ARPA-H’s program managers are central to this philosophy. Recruited from academia, industry, government, and other parts of the innovation ecosystem, they serve limited appointments and are responsible for identifying important health challenges, designing ambitious research programs, and assembling multidisciplinary teams to pursue them.

Program managers actively oversee their portfolios, monitor progress against defined milestones, and adjust or terminate projects based on the evidence. ARPA-H describes them as “full contact” leaders who challenge conventional thinking, quickly master new technical areas, and bring together experts from multiple disciplines to pursue breakthrough solutions.

The concept of an ARPA-style health research agency had been discussed for years before ARPA-H was established in 2022. Although the agency has sometimes been associated with President Joe Biden’s Cancer Moonshot initiative, Congress created it as a permanent component of HHS, with a mission that extends well beyond any single disease area. Its DARPA-inspired structure was designed to pursue breakthrough solutions to pressing health challenges, allowing successive administrations to apply that model to evolving national priorities.

Under the Trump administration, ARPA-H is being tasked with advancing research priorities identified through executive action. Recent executive orders have variously called on the agency to accelerate research into treatments for serious mental illness—including emerging approaches such as psychedelics—and to prioritize technologies that reduce reliance on conventional chemical crop protection tools as part of a broader effort to improve food and human health. The assignments illustrate how an agency designed around a flexible operating model can be applied to a wide range of national challenges. At BIO 2026 in San Diego in June, ARPA-H hosted an Investor & Commercialization Partner Showcase and meet-ups on fertility and lymphatics.

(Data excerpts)
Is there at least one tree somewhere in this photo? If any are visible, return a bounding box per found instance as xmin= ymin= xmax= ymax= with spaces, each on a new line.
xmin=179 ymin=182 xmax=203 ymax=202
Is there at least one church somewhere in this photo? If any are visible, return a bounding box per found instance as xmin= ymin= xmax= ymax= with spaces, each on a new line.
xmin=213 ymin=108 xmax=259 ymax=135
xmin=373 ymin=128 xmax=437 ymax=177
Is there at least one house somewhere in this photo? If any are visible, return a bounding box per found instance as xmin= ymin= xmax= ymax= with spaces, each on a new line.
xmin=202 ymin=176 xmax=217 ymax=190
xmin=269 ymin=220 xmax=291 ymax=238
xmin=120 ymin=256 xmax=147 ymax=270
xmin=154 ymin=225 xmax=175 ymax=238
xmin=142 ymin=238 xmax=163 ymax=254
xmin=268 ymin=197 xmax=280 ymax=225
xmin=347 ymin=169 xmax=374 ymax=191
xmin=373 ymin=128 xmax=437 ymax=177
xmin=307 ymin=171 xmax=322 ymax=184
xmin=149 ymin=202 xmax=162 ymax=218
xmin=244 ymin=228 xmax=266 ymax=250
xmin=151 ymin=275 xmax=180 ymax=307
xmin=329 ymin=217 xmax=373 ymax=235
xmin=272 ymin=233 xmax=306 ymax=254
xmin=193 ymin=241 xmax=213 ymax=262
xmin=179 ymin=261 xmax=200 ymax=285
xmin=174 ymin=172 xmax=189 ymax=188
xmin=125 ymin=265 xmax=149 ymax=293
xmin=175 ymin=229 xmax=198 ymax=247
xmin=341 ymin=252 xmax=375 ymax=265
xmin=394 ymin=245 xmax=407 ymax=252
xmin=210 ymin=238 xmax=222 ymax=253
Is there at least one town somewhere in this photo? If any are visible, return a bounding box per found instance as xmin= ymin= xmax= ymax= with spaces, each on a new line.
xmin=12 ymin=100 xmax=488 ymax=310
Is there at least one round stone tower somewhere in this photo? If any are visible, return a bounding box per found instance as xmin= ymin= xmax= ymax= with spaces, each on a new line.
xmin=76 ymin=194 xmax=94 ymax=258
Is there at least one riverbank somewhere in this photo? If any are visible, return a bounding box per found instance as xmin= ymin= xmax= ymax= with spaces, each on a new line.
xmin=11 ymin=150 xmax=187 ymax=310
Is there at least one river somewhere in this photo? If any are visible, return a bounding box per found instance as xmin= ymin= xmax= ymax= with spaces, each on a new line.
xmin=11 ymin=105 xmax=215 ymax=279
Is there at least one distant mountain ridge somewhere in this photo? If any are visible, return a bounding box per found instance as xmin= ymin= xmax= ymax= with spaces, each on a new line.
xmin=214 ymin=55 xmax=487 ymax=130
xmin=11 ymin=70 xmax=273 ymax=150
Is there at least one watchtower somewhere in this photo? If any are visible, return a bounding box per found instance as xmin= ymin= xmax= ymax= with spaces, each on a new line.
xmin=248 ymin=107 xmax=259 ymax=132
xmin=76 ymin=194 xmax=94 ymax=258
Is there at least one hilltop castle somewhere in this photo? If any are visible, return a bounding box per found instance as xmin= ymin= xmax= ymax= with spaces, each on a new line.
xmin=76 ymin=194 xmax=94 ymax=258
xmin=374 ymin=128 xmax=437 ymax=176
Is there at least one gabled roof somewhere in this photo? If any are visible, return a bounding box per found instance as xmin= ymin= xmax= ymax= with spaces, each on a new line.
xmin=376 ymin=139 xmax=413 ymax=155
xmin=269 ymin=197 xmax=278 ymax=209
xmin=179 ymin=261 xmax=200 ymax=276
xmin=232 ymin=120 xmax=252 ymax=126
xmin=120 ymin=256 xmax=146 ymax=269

§ **Exercise details**:
Please state the year the ARPA-H passage gives for the agency's establishment.

§ **Answer to this exercise**:
2022